**Exercise objective**
Rewrite the lines below, replacing every occurrence of "pick out" with "mark" and leaving everything else as it is.
== Data ==
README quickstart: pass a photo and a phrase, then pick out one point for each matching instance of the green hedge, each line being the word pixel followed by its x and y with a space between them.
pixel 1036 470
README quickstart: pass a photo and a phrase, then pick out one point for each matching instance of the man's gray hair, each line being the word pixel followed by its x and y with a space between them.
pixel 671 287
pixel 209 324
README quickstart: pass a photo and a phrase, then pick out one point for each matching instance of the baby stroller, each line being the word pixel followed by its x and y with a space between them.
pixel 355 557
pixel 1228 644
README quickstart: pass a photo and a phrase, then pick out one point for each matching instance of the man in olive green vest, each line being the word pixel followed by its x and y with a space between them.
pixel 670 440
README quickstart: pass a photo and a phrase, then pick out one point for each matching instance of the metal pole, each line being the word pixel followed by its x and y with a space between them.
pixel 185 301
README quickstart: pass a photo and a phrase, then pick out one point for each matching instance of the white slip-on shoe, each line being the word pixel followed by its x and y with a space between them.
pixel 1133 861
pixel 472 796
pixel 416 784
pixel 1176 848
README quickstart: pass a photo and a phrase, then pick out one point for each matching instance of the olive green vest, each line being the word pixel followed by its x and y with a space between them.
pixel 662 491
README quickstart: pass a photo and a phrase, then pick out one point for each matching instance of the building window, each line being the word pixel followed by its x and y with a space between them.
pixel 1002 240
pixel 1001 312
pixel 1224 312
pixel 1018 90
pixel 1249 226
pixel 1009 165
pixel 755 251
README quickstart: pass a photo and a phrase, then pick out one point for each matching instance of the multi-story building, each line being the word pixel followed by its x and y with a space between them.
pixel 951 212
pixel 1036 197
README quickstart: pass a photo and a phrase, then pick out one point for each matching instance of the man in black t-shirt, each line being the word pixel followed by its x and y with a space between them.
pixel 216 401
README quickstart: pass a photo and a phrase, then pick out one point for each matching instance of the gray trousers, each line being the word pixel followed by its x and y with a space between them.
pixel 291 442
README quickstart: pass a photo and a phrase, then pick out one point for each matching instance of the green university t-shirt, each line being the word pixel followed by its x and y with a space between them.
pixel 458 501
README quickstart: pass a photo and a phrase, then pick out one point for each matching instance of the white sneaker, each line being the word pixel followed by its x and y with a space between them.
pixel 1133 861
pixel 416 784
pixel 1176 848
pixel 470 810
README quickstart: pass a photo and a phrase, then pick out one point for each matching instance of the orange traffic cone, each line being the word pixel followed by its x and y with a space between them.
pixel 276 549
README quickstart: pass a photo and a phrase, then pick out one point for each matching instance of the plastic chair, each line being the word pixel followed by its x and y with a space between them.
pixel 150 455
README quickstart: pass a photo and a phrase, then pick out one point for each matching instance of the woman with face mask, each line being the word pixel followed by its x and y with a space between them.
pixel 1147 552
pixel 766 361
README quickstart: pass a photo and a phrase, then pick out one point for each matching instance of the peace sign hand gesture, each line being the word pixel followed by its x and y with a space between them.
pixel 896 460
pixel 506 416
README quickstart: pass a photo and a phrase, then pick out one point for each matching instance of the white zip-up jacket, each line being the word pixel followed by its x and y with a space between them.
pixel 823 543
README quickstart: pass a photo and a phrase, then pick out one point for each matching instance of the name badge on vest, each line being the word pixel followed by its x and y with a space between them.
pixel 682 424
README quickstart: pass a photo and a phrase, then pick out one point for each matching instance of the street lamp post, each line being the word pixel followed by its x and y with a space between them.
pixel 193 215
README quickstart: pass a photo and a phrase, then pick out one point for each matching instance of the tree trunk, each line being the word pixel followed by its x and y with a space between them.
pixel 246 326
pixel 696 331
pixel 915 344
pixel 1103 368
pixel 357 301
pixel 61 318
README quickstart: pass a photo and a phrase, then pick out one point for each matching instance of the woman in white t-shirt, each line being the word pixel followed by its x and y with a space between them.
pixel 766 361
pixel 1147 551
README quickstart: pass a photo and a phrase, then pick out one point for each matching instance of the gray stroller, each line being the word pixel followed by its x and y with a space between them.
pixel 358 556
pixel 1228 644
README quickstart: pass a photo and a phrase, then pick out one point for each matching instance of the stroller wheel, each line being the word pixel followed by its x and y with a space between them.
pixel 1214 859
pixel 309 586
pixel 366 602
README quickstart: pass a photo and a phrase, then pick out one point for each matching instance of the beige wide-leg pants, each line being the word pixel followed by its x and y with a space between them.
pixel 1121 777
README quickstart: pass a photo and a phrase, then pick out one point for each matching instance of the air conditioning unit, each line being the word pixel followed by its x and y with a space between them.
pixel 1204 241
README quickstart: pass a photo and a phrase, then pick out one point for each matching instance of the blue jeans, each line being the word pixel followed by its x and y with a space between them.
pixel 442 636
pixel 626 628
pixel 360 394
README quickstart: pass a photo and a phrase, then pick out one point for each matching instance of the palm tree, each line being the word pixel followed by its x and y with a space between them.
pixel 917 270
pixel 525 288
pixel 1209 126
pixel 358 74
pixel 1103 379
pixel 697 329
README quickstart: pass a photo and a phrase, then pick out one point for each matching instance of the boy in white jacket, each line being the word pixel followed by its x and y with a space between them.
===
**Exercise result**
README quickstart: pass a photo and a phrase, then mark one point for each matching instance of the green hedge, each line being the word pixel followed by its x and y with a space between them.
pixel 1036 470
README quickstart: pass a photo and a phrase, then mark one point for each matching instance of the man's gray hair, each line being the word pixel followed by its x and y with a space between them.
pixel 671 287
pixel 209 324
README quickstart: pass a photo and a phrase, then mark one point for each matching instance of the baby stroller, each line being the word pixel followed by its x and y with a space between them.
pixel 355 557
pixel 1228 644
README quickstart: pass a photo and a phrase, then mark one point for each matching instance of the man in olive green vest, each line being the word pixel followed by its x and y with a space between them.
pixel 670 440
README quickstart: pass a photo and a phrase, then mark one point for each matching instance of the metal pole, each line being the word pixel followed by its x and y with a space between them.
pixel 185 301
README quickstart: pass a photo and a phrase, then mark one point for each matching instance of the white slip-on shoe, each line being the word pixel followed by its x and y with a space between them.
pixel 1133 861
pixel 472 796
pixel 416 784
pixel 1176 848
README quickstart: pass a photo and a phrase, then mark one point for each matching instance of the olive green vest, each line being the word pixel followed by its x and y with a space between them.
pixel 662 491
README quickstart: pass a photo and a phrase, then mark one point for each matching instance of the building window, each line being the word pixel followed by its x and y with a space between them.
pixel 1002 240
pixel 1001 312
pixel 1224 312
pixel 1018 90
pixel 1249 226
pixel 1009 165
pixel 755 251
README quickstart: pass a photo and a phrase, then mark one point for each matching instance of the multi-story building, each line being the word pixel followed by its x and y with a space between them.
pixel 951 212
pixel 1036 197
README quickstart: pass a photo and a phrase, then mark one point for each matching instance of the man in black t-shirt, each line being the word pixel followed by its x and y with a space between them.
pixel 216 401
README quickstart: pass a photo and a phrase, then mark one point for each matching instance of the gray trousers, each line being the word pixel followed by its x and y with a space between them.
pixel 291 442
README quickstart: pass a photo and a phrase, then mark one point for each matching instance of the green university t-shirt, each line being the word pixel followed by its x and y with a space between them.
pixel 458 501
README quickstart: pass a photo and a phrase, then mark one point for each matching instance of the white sneaker, each line being the word pixel followed by its x and y with a space between them.
pixel 1133 861
pixel 416 784
pixel 1176 848
pixel 470 810
README quickstart: pass a photo and a phrase, then mark one point for each matching instance of the orange traffic cone, each line being the word pixel followed by its x and y with a space between them.
pixel 276 549
README quickstart: pass a photo and a phrase, then mark one point for each matching instance of the plastic chair, each line being the word pixel followed by its x and y with a space between them.
pixel 150 455
README quickstart: pass a photo and a phrase, then mark one point for each matching instance of the woman with face mask, each line being the word pixel followed by its x and y with a space between them.
pixel 1147 552
pixel 766 361
README quickstart: pass a photo and a phrase, then mark one point for each matching instance of the peace sign hand gesture, each line being the word pixel followed by its x and y with a space between them.
pixel 896 460
pixel 506 416
README quickstart: pass a photo and a phrase, then mark one point for each matching instance of the white zip-up jacket, each line being the word pixel followed by its x and y with a space between them.
pixel 823 543
README quickstart: pass a photo and a phrase, then mark one point for each matching instance of the name badge on vest, each line being the word pixel followed by its x and y with a space between them.
pixel 682 424
README quickstart: pass a photo and a phrase, then mark one point for each matching instance of the street lamp post, each line being the word pixel followed by its x and y with a space between them.
pixel 193 215
README quickstart: pass a photo and a phrase, then mark one point for each matching instance of the tree trunk, each line being the word pixel followed by its x and y with a space between them.
pixel 246 326
pixel 696 331
pixel 915 344
pixel 1103 368
pixel 357 301
pixel 61 318
README quickstart: pass a photo and a phrase, then mark one point for each matching instance of the woman in white t-shirt, each line being the word pixel followed by its x and y with a space between them.
pixel 766 361
pixel 1147 551
README quickstart: pass a photo and a phrase, then mark one point for each matching instance of the gray stroller, each line being the word pixel followed by its x and y with a space between them.
pixel 358 556
pixel 1228 644
README quickstart: pass a photo and a phrase, then mark one point for each matching instance of the stroller wheel, each line being the word pixel followed by its x and y with a space between them.
pixel 1214 859
pixel 309 586
pixel 366 602
README quickstart: pass a photo and a phrase, then mark one point for each matching instance of the beige wide-leg pants, each line being the word pixel followed by its x and y with a space between them.
pixel 1121 777
README quickstart: pass a photo and a phrase, then mark one point for each matching instance of the air conditioning unit, each line being the word pixel followed by its x and y with a space between them.
pixel 1204 241
README quickstart: pass a photo and a phrase, then mark one point for each matching instance of the blue jeans, each line being the word pixel followed by its x and y with a space between them.
pixel 442 636
pixel 626 628
pixel 360 394
README quickstart: pass a photo and a phrase, then mark one point for each matching instance of the palm tree, each line being the word pixel followed by its x and y with a space between them.
pixel 917 270
pixel 525 288
pixel 1209 126
pixel 358 74
pixel 1103 379
pixel 697 329
README quickstart: pass a photo and a phrase, then mark one point for each matching instance of the boy in white jacket, each line being the word pixel followed by its x and y with a space between them.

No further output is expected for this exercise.